▶ **WRITTEN TASK 1**: List every line of the entries below that contains the word "shirt", copying each line in full.

▶ **EXCERPT TO READ**:

○ ○ ○ ○

Just over one year ago, a January 21, 2014 decision by a Federal judge in Michigan in the case of Bonds v. Phillips Electronic North America generated a great deal of discussion by employment lawyers, as the fact scenario in that case occurs with a great deal of frequency, and therefore, companies (and their attorneys) are looking for the best way to handle these situations, without incurring undue risk.

In Bonds, the plaintiff left Phillips to work for a competitor, and upon learning of Bonds's destination, Phillips wrote to Bonds, formally reminding him of his contractual obligations to Phillips under their noncompete agreement, and threatened litigation if he refused to abide by the noncompete.

But here's the most important part:

Phillips carbon copied Bonds's new employer on the letter.

What happened next doesn't always occur, but is certainly not unforeseeable either. Bonds's new employer decided that he wasn't worth the headache, and promptly fired him.

The court dismissed Bonds's lawsuit, and found that Phillips' letter did not constitute tortious interference with Bonds's new employment contract on a few different grounds. Here is some of the most pertinent language from the holding:

"[Defendant]'s letter also contains strong, assertive language, but does not call for Plaintiff’s discharge and Plaintiff has no evidence that anyone from Defendant specifically requested his discharge.

○ ○ ○ ○

▶ **PROVIDED MATERIAL**:

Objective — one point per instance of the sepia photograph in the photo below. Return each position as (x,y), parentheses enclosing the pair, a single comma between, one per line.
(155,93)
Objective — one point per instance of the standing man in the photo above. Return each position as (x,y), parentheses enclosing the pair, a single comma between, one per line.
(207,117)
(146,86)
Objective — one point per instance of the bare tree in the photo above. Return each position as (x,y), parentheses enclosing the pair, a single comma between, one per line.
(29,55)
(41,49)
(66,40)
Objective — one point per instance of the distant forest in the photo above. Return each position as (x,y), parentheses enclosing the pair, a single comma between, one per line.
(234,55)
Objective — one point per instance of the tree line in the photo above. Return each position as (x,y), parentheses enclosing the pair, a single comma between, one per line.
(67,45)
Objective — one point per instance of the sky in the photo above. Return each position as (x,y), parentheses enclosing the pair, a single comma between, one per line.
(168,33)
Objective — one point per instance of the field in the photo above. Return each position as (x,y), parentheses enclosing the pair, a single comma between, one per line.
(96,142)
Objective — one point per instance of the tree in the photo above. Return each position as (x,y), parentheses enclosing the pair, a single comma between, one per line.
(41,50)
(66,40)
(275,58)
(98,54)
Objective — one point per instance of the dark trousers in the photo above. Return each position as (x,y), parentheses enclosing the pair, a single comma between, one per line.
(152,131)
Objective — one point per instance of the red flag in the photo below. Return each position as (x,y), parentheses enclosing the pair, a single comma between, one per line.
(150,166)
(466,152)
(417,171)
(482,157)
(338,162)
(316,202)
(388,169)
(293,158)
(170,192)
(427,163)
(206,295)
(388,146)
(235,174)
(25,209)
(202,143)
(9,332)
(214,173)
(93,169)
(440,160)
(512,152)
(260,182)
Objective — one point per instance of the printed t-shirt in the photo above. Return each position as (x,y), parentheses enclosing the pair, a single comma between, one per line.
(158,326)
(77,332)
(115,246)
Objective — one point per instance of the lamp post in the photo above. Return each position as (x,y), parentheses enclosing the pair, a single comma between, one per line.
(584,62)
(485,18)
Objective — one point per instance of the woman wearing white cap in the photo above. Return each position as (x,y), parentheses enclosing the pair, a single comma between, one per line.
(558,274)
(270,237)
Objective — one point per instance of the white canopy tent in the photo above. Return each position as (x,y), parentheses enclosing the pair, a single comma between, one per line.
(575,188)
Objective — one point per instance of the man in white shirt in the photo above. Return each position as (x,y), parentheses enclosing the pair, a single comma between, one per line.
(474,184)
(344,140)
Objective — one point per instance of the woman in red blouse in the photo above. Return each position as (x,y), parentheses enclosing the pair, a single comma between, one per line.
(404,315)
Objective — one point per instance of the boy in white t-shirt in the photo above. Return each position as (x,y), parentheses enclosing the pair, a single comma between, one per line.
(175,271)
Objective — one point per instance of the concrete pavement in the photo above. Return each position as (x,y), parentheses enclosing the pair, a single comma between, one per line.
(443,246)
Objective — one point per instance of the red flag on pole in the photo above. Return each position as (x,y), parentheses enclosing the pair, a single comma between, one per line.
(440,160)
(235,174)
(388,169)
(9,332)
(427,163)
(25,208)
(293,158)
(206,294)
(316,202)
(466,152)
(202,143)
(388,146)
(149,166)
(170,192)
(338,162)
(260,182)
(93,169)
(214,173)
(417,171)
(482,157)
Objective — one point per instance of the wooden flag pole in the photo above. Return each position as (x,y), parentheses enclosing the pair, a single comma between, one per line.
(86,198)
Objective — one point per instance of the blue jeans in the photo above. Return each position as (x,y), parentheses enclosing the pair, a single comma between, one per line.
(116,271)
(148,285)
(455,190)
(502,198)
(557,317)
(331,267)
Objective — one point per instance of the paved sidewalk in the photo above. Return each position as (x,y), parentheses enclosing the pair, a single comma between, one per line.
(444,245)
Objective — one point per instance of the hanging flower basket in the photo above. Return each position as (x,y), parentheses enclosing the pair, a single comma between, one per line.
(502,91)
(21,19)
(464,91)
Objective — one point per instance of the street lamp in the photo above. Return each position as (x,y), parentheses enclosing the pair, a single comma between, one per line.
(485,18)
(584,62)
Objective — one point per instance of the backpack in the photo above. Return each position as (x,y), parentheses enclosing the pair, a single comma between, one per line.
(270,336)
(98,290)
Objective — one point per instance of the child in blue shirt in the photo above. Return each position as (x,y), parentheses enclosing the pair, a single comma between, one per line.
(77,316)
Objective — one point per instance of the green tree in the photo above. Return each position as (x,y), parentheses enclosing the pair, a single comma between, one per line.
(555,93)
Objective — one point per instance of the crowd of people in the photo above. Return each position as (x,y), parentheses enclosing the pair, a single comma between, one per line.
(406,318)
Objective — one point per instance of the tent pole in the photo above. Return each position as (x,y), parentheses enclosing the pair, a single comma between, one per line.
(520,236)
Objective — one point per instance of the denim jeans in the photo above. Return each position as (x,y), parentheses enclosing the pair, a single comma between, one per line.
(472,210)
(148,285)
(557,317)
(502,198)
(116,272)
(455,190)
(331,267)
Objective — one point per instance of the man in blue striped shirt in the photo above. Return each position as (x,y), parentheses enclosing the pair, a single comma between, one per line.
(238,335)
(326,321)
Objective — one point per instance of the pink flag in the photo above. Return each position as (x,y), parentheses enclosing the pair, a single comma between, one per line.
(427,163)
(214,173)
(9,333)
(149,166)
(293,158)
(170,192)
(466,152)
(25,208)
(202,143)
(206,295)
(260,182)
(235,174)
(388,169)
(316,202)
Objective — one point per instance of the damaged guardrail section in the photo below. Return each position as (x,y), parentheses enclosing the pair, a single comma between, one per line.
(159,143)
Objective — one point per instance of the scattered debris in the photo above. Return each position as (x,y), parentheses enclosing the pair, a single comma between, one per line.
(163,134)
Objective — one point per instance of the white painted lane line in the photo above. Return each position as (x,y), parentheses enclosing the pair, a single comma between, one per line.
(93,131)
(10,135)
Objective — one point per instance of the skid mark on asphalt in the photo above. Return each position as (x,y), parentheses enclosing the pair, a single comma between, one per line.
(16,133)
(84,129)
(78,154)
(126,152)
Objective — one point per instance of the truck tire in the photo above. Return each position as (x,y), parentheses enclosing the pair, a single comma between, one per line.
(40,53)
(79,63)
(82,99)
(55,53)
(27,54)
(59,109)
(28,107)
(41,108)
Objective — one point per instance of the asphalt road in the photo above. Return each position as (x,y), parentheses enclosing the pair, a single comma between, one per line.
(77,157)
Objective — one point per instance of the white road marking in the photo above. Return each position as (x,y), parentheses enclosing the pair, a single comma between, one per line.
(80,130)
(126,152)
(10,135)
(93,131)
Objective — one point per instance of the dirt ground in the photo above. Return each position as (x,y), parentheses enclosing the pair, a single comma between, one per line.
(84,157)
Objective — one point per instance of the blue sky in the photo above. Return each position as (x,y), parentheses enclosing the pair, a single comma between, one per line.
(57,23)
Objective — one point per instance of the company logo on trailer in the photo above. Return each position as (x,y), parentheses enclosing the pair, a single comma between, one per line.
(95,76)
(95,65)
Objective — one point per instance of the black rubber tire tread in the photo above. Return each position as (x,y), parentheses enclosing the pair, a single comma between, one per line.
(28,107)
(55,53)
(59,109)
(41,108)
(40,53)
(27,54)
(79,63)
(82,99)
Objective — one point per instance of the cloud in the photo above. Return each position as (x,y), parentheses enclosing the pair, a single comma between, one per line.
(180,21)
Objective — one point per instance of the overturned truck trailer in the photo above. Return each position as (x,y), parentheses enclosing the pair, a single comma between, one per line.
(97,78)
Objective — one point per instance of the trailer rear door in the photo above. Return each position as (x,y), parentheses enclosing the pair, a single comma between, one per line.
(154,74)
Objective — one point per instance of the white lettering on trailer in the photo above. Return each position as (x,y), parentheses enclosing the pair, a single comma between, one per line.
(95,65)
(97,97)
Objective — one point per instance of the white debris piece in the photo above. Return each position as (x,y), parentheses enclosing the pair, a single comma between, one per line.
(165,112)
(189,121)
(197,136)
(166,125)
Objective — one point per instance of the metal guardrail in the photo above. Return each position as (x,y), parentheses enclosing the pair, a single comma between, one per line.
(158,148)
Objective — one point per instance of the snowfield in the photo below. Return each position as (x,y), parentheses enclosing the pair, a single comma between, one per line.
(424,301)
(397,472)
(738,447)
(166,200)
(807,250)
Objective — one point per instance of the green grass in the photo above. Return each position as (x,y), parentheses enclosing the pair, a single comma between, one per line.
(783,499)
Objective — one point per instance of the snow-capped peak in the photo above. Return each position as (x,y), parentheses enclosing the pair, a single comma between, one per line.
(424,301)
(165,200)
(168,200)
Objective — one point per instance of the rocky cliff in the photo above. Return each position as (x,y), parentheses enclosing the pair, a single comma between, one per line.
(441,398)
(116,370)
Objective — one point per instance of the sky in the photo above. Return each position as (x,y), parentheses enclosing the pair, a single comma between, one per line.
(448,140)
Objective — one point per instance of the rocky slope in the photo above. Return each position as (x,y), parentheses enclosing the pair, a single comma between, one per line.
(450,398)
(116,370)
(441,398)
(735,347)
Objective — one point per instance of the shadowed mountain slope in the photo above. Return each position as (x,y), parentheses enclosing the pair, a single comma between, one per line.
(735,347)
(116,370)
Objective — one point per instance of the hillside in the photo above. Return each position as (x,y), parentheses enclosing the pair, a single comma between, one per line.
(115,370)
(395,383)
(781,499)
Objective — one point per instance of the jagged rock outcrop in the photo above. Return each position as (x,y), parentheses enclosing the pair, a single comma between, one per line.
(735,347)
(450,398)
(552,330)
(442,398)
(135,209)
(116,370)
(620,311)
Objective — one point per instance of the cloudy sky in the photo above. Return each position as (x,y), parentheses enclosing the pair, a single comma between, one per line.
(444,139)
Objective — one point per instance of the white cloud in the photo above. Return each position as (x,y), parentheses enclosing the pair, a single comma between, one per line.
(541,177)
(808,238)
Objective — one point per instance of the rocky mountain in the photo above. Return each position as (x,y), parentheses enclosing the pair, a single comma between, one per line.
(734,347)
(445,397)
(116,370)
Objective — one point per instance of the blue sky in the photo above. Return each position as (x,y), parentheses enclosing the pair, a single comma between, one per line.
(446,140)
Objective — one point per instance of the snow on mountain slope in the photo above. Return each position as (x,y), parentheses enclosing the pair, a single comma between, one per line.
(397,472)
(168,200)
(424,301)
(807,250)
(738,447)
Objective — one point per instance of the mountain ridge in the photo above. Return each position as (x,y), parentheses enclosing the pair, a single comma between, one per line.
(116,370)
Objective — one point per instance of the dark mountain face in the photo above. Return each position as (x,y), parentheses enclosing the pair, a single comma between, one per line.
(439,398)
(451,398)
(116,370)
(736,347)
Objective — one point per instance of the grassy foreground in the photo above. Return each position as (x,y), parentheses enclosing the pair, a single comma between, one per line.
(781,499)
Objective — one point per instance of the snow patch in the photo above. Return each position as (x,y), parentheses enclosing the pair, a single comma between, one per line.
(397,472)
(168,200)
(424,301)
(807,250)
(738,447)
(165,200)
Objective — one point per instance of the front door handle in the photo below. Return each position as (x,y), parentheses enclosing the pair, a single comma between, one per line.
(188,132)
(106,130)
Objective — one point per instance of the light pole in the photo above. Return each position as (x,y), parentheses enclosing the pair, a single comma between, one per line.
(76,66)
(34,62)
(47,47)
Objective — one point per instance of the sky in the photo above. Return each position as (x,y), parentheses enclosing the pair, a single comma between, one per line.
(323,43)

○ ○ ○ ○

▶ **WRITTEN TASK 2**: From the article on the Bonds noncompete case above, return the passage from "What happened next" up to and including "promptly fired him.", copied word for word.

▶ **COMPLETE RESPONSE 1**:
Objective — one point per instance of the printed t-shirt in the photo above. Return each position as (x,y), parentheses enclosing the pair, a single comma between, one per line.
Objective — one point per instance of the man in white shirt in the photo above. Return each position as (x,y), parentheses enclosing the pair, a single comma between, one per line.
Objective — one point per instance of the boy in white t-shirt in the photo above. Return each position as (x,y), parentheses enclosing the pair, a single comma between, one per line.
Objective — one point per instance of the child in blue shirt in the photo above. Return each position as (x,y), parentheses enclosing the pair, a single comma between, one per line.
Objective — one point per instance of the man in blue striped shirt in the photo above. Return each position as (x,y), parentheses enclosing the pair, a single comma between, one per line.

▶ **COMPLETE RESPONSE 2**:
What happened next doesn't always occur, but is certainly not unforeseeable either. Bonds's new employer decided that he wasn't worth the headache, and promptly fired him.